-- Begin Supplied material --
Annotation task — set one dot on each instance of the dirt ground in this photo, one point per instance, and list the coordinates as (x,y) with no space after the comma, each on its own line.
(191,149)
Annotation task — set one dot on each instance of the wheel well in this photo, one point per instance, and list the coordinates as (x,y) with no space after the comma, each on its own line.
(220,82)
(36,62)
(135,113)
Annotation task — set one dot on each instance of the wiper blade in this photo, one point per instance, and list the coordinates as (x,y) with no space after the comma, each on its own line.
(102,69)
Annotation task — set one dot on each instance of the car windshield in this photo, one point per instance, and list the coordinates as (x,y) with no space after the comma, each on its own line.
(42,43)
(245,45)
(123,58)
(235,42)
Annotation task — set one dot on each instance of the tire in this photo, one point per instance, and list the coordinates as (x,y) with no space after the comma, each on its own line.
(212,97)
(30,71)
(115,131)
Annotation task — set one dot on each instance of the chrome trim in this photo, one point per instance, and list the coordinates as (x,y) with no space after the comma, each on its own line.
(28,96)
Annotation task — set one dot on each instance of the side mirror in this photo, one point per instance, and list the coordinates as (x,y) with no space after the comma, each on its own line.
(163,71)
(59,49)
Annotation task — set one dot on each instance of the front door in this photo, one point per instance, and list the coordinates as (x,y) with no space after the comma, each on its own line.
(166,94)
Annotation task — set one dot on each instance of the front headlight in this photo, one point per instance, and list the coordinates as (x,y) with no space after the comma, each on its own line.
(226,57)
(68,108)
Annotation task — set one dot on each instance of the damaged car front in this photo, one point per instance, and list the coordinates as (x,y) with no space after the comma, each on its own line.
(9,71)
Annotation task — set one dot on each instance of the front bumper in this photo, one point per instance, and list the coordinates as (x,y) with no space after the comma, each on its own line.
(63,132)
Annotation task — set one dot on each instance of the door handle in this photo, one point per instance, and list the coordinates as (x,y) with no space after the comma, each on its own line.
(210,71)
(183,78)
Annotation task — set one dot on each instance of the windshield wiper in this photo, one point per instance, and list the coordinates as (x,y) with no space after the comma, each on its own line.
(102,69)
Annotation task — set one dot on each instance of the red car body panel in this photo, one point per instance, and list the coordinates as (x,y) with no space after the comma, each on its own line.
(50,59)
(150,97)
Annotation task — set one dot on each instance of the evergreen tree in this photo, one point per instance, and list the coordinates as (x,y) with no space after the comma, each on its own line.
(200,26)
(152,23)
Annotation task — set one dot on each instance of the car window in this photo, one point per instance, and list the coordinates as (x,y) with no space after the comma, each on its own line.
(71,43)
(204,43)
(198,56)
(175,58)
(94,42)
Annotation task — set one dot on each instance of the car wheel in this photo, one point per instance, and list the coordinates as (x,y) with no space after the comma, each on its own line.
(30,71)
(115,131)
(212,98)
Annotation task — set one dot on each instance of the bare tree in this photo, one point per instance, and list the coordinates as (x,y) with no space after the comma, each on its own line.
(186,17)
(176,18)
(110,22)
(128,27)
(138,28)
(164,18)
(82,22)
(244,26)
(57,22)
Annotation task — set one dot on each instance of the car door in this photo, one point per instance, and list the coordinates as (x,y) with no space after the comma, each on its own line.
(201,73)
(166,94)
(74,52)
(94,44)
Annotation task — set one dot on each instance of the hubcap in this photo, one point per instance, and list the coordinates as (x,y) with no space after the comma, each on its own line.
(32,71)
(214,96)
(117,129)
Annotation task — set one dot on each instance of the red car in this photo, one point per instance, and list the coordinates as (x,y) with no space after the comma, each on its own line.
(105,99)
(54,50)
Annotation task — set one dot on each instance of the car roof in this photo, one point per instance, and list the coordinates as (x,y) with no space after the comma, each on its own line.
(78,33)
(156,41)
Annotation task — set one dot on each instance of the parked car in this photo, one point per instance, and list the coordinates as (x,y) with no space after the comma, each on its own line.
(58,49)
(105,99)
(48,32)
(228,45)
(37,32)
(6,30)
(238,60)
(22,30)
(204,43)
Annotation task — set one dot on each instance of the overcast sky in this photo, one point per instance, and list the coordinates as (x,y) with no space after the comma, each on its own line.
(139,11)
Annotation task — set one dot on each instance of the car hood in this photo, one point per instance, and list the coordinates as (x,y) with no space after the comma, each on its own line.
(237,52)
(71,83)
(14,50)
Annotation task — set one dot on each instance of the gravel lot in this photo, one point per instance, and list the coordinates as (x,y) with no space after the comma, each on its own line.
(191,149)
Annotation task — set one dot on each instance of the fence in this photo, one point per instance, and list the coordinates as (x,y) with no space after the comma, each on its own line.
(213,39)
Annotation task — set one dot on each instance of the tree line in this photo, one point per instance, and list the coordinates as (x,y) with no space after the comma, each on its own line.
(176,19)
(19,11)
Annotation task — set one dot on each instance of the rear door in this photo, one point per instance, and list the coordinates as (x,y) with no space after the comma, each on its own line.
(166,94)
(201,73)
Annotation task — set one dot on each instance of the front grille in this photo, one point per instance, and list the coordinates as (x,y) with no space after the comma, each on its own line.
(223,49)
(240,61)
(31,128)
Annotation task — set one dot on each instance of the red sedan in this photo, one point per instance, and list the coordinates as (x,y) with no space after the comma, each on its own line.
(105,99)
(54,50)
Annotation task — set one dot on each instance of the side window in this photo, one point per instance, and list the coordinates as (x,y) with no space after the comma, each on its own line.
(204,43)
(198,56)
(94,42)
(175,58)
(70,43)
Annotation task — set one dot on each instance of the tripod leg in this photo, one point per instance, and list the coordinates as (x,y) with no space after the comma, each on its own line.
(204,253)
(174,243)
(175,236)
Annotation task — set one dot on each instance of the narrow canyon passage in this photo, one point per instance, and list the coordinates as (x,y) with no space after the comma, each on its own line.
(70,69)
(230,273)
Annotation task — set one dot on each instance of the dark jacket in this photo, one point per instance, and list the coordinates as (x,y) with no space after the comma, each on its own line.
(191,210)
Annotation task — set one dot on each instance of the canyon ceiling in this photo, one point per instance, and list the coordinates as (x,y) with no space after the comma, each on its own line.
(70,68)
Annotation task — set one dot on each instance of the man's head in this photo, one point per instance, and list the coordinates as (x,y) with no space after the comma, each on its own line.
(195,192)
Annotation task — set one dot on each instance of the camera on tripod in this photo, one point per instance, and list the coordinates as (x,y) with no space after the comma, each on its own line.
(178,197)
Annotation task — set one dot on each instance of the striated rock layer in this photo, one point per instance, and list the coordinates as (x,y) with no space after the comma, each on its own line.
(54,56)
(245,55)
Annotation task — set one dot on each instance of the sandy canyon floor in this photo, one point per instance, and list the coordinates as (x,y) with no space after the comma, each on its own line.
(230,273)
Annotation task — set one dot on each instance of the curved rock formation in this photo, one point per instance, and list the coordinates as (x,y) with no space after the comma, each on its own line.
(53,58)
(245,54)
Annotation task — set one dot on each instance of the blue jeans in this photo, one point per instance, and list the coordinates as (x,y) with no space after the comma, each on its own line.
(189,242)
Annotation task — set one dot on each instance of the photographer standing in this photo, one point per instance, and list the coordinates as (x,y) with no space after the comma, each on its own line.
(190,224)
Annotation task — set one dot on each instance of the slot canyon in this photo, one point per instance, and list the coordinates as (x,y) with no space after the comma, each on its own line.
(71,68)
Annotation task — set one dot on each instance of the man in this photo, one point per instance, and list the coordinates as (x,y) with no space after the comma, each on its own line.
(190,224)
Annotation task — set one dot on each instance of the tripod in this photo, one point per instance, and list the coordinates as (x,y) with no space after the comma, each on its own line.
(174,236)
-- End Supplied material --
◆ **Directive**: Take the lines above and print them exactly.

◆ **Task solution**:
Annotation task — set one dot on each instance of the dirt ground in this photo, one point per instance, and list the coordinates as (x,y) with no space after the comma, each on its own line.
(191,149)
Annotation task — set one dot on each instance of the wheel well in this photo, one point per instance, and list the coordinates as (x,y) with no space after the comma, each on its own line.
(220,82)
(36,62)
(135,113)
Annotation task — set one dot on each instance of the wiper blade in this photo, one point per instance, and list the coordinates as (x,y) with no space after the comma, each on its own line.
(102,69)
Annotation task — set one dot on each instance of the car windshield in this photo, one point per instance, and list the coordinates as (x,y) with no space after the comma, each on its own line.
(42,43)
(245,45)
(123,58)
(235,42)
Annotation task — set one dot on each instance of the tire in this photo, one point per instance, and list the coordinates as (x,y) with no space after the comma, each on its own line.
(212,97)
(30,71)
(115,131)
Annotation task — set one dot on each instance of the chrome trim in this photo, one point per instance, and list the coordinates as (x,y) with no space after the comma, each on its own line.
(28,96)
Annotation task — set one dot on each instance of the side mirror in this photo, one point per instance, and list the coordinates as (x,y) with no space after the comma, each on its own line.
(163,71)
(59,49)
Annotation task — set one dot on each instance of the front door in this photo, one point per instance, and list the coordinates as (x,y) with no space after the comma, each on its own line.
(166,94)
Annotation task — set one dot on each instance of the front headlight in this photo, one point per instance, and list the coordinates as (x,y) with no space after the comma, each on its own line.
(226,57)
(68,108)
Annotation task — set one dot on each instance of the damaged car front in this photo, one point per instance, and list the coordinates as (x,y) with no space after the comma, each on its own line.
(9,71)
Annotation task — set one dot on each instance of the front bumper in this photo, one point per instance, and list the coordinates as (x,y) with no space after the comma, each on its own line.
(63,132)
Annotation task — set one dot on each instance of the door handle in this photo, one point per instance, and list the coordinates as (x,y) with no space after the comma, each on its own line.
(210,71)
(183,78)
Annotation task — set one dot on each instance of the windshield wiper in this photo, one point per instance, and list the coordinates as (x,y) with no space after the comma, each on its own line.
(102,69)
Annotation task — set one dot on each instance of the red car body panel in this photo, one point per instance, and list the coordinates as (x,y) with no space after the comma, each on its own line.
(50,59)
(150,97)
Annotation task — set one dot on each instance of the evergreen tree in this photo, one point per instance, and list the coordinates as (x,y) with no space after the comma, each on its own line.
(200,26)
(152,23)
Annotation task — set one dot on each instance of the car window in this photo, one point per instance, and list the coordinates as (x,y) with no space after the comma, each on its own line.
(71,43)
(204,43)
(198,56)
(175,58)
(94,42)
Annotation task — set one dot on each instance of the car wheel in this photo, one point per instance, and list the coordinates as (x,y) with no space after the comma, each on its own line.
(30,71)
(115,131)
(212,98)
Annotation task — set one dot on each instance of the bare tree in this photo, one point per instance, and list the coordinates as (x,y) with no space after the comma, each on its own line.
(186,17)
(176,18)
(110,22)
(128,27)
(138,28)
(164,18)
(82,22)
(244,26)
(57,22)
Annotation task — set one dot on each instance of the car door in this photo, one point per instance, and list the coordinates as (x,y) with no space after the comma, each on its own line.
(201,73)
(166,94)
(74,52)
(94,44)
Annotation task — set one dot on each instance of the hubcap in this photo, one point per instance, and list the coordinates as (x,y) with no space after the comma, each on its own line.
(32,71)
(214,96)
(117,129)
Annotation task — set one dot on each instance of the red car in this photo, one point per instance, and list the coordinates as (x,y) with no space after the comma, each on its own line.
(105,99)
(54,50)
Annotation task — set one dot on each instance of the car roof in this photo, one point per instance, and list the coordinates as (x,y) with no space after the comma, each on its own line.
(78,33)
(156,41)
Annotation task — set one dot on each instance of the parked car in this photo, one point per instance, and list the coordinates as (x,y) with no space after the comma, each on its own line.
(58,49)
(105,99)
(48,32)
(228,45)
(37,32)
(6,30)
(238,60)
(22,30)
(204,43)
Annotation task — set one dot on each instance of the overcast sky in this photo, one point per instance, and list the coordinates as (x,y) with no space after the comma, each on its own line.
(139,11)
Annotation task — set one dot on each instance of the car hood in this photo, one point per instance, and list the coordinates as (x,y) with no space after the comma, each on its own line.
(237,52)
(71,83)
(14,50)
Annotation task — set one dot on each instance of the gravel lot in this photo, one point per instance, and list the coordinates as (x,y) with no space after the comma, each on its own line.
(191,149)
Annotation task — set one dot on each instance of the fence in this photo, one point per instance, and list the coordinates as (x,y) with no space after the comma, each on its own line.
(213,39)
Annotation task — set one dot on each instance of the tree line in this photo, one point per instance, and list the coordinates as (x,y) with no space after the comma, each on its own line.
(176,19)
(19,11)
Annotation task — set one dot on each instance of the rear door in this photo, one point per instance, and list the coordinates as (x,y) with no space after the comma, each on its own line.
(166,94)
(201,73)
Annotation task — set one dot on each instance of the front grille in this photo, one point per instance, and list the coordinates as (x,y) with no space after the comma, each on its own line.
(223,49)
(240,61)
(31,128)
Annotation task — set one dot on each instance of the red sedan in this photo, one point per instance, and list the coordinates as (x,y) with no space after the comma, each on its own line.
(105,99)
(54,50)
Annotation task — set one dot on each instance of the side window in this photo, one point per instance, and list the coordinates as (x,y) with no space after the comma, each on its own line.
(204,43)
(198,56)
(94,42)
(175,58)
(70,43)
Annotation task — set one dot on each instance of the tripod leg in this photo, one point per instance, and list the coordinates as (x,y) with no space after the comma, each on its own line.
(204,253)
(174,243)
(175,236)
Annotation task — set one dot on each instance of the narrow canyon passage in this photo, one point per instance, and list the coordinates as (x,y) with no space after the comma, each on its own line.
(70,69)
(230,273)
Annotation task — set one dot on each instance of the dark jacket in this photo, one point per instance, and list the coordinates as (x,y) with no space after the comma, each on its own line.
(191,210)
Annotation task — set one dot on each instance of the canyon ceiling in this photo, one point per instance, and list the coordinates as (x,y) with no space after the comma, each on its own line.
(70,68)
Annotation task — set one dot on each instance of the man's head in this photo, one point per instance, and list the coordinates as (x,y) with no space after the comma, each on its own line.
(195,192)
Annotation task — set one dot on each instance of the camera on tripod in this photo, one point per instance, and list the coordinates as (x,y) with no space after the comma, each on its own line.
(178,197)
Annotation task — set one dot on each instance of the striated rock layer in this photo, one point per instance, and list the coordinates as (x,y) with no space after the comma, each on its own line.
(54,56)
(245,55)
Annotation task — set one dot on each instance of the sandy canyon floor in this photo, one point per instance, and list the coordinates as (x,y) with no space after the comma, each on its own line.
(230,273)
Annotation task — set one dot on each instance of the curved rock formation in this photo, one point per instance, and list the coordinates as (x,y) with no space after the comma, each on its own line.
(53,58)
(245,54)
Annotation task — set one dot on each instance of the blue jeans in this photo, one point per instance, and list the coordinates as (x,y) with no space after the comma, each on its own line.
(189,242)
Annotation task — set one dot on each instance of the photographer standing in this photo, one point per instance, and list the coordinates as (x,y) with no space after the comma, each on its own line.
(190,224)
Annotation task — set one dot on each instance of the slot canyon in this photo, one point per instance, and list the coordinates as (x,y) with no space after the comma, each on its own line.
(71,68)
Annotation task — set one dot on each instance of the man in this photo, one point per instance, and list the coordinates as (x,y) with no space after the comma, each on its own line.
(190,224)
Annotation task — set one dot on each instance of the tripod in this photo, one point per instance, and list the coordinates as (x,y) with no space after the comma, each on its own line.
(174,236)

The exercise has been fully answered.